··· EXERCISE DATA

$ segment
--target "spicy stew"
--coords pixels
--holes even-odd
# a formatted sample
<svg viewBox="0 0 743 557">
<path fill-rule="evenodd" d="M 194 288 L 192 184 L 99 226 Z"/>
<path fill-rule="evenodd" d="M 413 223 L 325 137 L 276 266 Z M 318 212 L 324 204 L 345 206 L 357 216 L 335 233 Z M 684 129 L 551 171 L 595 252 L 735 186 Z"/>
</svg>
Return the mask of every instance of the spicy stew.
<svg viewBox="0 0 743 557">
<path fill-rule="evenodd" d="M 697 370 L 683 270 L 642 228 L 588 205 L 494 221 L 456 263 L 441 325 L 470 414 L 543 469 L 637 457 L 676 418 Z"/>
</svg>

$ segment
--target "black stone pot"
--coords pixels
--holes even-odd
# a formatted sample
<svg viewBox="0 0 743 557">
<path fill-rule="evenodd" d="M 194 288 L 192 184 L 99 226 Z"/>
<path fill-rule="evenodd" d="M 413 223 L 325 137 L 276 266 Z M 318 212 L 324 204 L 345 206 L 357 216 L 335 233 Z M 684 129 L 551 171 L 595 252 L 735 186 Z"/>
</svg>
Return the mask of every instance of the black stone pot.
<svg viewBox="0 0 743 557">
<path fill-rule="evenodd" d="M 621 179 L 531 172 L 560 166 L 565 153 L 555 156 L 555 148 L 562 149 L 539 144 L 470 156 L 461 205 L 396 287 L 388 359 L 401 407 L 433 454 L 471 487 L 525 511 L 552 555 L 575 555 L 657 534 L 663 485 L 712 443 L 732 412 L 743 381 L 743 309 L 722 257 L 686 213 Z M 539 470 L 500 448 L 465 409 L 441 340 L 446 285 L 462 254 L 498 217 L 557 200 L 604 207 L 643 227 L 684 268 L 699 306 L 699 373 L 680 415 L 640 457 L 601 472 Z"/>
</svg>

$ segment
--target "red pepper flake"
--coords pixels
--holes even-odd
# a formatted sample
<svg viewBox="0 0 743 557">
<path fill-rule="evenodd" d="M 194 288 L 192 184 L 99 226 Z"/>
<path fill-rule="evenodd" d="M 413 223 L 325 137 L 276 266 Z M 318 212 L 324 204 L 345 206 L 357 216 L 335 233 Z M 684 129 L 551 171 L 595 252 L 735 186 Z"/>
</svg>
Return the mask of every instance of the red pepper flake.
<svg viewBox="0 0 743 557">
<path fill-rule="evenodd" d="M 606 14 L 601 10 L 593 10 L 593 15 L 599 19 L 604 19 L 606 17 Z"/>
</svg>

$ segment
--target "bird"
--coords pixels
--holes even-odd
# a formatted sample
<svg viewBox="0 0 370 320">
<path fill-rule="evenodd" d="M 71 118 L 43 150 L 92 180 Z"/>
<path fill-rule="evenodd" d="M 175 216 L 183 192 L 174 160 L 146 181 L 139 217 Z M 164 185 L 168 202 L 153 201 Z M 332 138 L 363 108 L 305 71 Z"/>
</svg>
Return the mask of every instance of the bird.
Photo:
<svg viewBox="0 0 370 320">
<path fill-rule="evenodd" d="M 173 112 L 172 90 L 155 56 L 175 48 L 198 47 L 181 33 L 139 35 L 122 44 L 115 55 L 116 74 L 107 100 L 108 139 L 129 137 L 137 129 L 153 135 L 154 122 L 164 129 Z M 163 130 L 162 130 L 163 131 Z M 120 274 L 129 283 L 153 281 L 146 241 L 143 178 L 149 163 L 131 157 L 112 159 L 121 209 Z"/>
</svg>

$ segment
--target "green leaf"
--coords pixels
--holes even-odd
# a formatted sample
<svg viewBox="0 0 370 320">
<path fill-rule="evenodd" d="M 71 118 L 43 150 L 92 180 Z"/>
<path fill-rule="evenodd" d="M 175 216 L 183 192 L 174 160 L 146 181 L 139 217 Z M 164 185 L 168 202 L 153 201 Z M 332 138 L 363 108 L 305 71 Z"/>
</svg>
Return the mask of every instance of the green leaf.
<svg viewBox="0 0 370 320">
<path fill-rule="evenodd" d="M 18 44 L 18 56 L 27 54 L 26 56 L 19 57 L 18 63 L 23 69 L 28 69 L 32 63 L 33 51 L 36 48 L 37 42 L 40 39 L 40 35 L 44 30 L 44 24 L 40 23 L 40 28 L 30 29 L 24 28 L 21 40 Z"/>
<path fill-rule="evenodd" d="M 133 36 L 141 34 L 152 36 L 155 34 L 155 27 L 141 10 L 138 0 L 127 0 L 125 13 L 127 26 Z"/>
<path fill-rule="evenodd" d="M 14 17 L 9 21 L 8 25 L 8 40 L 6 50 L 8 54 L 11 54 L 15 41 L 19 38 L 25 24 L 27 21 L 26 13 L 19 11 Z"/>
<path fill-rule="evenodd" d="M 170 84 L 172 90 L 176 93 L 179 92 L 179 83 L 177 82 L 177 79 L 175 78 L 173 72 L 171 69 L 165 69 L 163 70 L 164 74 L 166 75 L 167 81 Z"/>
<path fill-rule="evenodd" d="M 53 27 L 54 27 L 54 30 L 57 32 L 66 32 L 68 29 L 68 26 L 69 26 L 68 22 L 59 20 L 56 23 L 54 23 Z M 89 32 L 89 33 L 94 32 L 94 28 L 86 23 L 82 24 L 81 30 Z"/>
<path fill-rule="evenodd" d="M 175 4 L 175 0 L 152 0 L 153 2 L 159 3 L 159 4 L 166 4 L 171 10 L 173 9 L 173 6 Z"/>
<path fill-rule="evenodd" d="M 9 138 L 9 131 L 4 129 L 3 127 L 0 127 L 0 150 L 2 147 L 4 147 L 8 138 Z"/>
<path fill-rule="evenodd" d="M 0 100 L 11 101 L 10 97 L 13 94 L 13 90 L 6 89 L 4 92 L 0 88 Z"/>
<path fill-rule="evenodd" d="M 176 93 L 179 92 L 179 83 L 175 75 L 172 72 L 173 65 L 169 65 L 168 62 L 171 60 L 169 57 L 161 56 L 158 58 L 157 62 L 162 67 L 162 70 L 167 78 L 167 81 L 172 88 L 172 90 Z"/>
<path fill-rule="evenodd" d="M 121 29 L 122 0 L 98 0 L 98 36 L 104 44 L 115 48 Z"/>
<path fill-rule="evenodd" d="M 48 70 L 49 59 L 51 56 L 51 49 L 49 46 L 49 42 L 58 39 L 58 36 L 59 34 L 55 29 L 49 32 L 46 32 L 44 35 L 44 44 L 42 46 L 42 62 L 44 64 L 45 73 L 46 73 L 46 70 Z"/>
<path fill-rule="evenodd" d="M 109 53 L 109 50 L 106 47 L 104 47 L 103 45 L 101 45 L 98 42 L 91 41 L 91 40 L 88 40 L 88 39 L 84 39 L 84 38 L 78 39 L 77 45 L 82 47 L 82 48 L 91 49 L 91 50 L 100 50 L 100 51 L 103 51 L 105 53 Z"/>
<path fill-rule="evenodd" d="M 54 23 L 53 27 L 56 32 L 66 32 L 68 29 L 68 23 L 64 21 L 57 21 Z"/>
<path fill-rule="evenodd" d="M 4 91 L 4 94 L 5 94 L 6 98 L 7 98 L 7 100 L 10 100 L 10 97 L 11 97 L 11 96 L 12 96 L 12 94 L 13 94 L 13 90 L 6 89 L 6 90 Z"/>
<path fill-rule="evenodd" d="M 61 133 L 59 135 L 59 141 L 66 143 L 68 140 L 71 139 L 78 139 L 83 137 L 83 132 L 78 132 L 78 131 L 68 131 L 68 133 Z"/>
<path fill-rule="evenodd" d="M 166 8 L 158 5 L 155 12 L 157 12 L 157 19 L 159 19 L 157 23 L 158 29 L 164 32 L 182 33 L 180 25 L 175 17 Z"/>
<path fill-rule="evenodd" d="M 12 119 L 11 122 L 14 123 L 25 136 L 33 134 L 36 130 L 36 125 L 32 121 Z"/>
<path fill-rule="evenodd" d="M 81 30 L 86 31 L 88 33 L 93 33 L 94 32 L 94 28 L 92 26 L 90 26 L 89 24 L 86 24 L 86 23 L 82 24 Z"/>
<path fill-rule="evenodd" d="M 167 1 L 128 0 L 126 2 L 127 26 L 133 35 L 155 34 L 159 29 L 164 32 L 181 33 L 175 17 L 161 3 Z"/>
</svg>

······

** HOW TO COMPLETE THIS TASK **
From the listing above, output exactly the run of lines that starts with the line containing "Return the mask of every instance of the spicy" and ends with the line containing "Return the mask of every instance of the bird.".

** RESPONSE TO THE TASK **
Return the mask of every instance of the spicy stew.
<svg viewBox="0 0 743 557">
<path fill-rule="evenodd" d="M 697 370 L 683 270 L 642 228 L 588 205 L 494 221 L 456 263 L 441 325 L 470 414 L 543 469 L 637 457 L 676 418 Z"/>
</svg>

$ segment
--target "black stone pot"
--coords pixels
--holes even-odd
# a formatted sample
<svg viewBox="0 0 743 557">
<path fill-rule="evenodd" d="M 194 288 L 192 184 L 99 226 Z"/>
<path fill-rule="evenodd" d="M 413 223 L 325 137 L 276 266 Z M 318 212 L 324 204 L 345 206 L 357 216 L 335 233 Z M 684 129 L 551 171 L 595 252 L 735 186 Z"/>
</svg>
Return the mask of every instance of the black stone pot.
<svg viewBox="0 0 743 557">
<path fill-rule="evenodd" d="M 621 179 L 531 172 L 560 166 L 565 153 L 555 156 L 555 148 L 562 149 L 539 144 L 470 156 L 461 205 L 396 287 L 388 359 L 401 407 L 433 454 L 471 487 L 525 511 L 552 555 L 575 555 L 657 534 L 663 485 L 712 443 L 732 412 L 743 381 L 743 309 L 722 257 L 686 213 Z M 539 470 L 500 448 L 465 409 L 441 340 L 446 285 L 462 254 L 498 217 L 557 200 L 604 207 L 643 227 L 684 268 L 699 306 L 699 373 L 680 415 L 640 457 L 601 472 Z"/>
</svg>

$ segment
--target "red pepper flake"
--coords pixels
--holes even-odd
# a formatted sample
<svg viewBox="0 0 743 557">
<path fill-rule="evenodd" d="M 194 288 L 192 184 L 99 226 Z"/>
<path fill-rule="evenodd" d="M 413 223 L 325 137 L 276 266 Z M 318 212 L 324 204 L 345 206 L 357 216 L 335 233 Z M 684 129 L 551 171 L 595 252 L 735 186 Z"/>
</svg>
Return the mask of every instance of the red pepper flake.
<svg viewBox="0 0 743 557">
<path fill-rule="evenodd" d="M 606 14 L 601 10 L 593 10 L 593 15 L 599 19 L 604 19 L 606 17 Z"/>
</svg>

$ segment
--target "bird"
--coords pixels
--holes even-odd
# a formatted sample
<svg viewBox="0 0 370 320">
<path fill-rule="evenodd" d="M 71 118 L 43 150 L 92 180 Z"/>
<path fill-rule="evenodd" d="M 175 216 L 183 192 L 174 160 L 146 181 L 139 217 Z M 164 185 L 168 202 L 153 201 Z M 332 138 L 363 108 L 305 71 Z"/>
</svg>
Return the mask of every instance of the bird.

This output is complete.